Exercise details: Your task is to copy each line of the listing that contains the word "pocket".

Provided data:
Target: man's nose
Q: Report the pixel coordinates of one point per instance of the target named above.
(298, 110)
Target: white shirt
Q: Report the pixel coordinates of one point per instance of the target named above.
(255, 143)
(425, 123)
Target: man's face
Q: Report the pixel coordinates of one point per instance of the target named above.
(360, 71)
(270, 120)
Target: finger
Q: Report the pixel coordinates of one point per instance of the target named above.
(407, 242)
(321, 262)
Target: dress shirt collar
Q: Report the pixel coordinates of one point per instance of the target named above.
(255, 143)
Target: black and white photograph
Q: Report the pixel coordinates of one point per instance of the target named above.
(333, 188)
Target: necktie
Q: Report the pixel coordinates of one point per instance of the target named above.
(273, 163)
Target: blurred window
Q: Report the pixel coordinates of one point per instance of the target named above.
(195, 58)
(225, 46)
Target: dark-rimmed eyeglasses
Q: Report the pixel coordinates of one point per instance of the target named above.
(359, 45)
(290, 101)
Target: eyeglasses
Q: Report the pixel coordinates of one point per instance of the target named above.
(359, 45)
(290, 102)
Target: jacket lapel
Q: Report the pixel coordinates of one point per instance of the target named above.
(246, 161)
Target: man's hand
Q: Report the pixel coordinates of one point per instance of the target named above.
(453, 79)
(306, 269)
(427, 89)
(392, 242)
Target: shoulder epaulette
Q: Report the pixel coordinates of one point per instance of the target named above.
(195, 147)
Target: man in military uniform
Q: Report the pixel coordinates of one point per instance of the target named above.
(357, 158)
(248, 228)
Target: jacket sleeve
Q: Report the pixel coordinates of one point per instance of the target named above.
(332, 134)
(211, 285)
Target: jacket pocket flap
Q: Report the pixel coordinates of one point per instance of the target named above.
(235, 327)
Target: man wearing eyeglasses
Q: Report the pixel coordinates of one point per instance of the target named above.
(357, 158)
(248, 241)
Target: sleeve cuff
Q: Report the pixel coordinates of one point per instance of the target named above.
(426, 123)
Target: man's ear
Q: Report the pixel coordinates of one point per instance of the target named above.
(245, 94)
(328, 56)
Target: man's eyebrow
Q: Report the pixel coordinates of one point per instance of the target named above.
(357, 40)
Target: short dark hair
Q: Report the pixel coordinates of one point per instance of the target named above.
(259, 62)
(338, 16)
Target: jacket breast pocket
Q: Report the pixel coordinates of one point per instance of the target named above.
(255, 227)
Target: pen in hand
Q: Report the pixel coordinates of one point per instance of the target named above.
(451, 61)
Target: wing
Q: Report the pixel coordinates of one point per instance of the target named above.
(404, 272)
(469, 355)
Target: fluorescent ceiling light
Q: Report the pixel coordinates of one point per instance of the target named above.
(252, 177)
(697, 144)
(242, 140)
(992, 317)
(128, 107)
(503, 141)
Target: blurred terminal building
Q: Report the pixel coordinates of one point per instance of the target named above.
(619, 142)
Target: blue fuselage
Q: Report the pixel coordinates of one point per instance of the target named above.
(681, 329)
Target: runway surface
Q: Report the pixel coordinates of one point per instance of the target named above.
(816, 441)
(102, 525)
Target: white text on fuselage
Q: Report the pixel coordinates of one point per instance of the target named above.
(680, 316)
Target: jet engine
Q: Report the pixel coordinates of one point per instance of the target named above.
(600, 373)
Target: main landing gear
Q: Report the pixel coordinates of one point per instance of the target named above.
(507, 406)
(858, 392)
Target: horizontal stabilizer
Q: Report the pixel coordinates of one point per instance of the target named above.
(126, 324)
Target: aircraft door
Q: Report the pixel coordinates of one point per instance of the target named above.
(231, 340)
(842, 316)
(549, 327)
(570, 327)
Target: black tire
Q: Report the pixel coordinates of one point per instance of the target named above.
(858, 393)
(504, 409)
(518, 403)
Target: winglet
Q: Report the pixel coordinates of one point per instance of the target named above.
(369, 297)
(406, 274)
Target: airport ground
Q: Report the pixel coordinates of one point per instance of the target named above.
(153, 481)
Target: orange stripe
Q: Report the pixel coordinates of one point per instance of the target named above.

Answer for the task:
Target: jacket pocket flap
Target: jacket breast pocket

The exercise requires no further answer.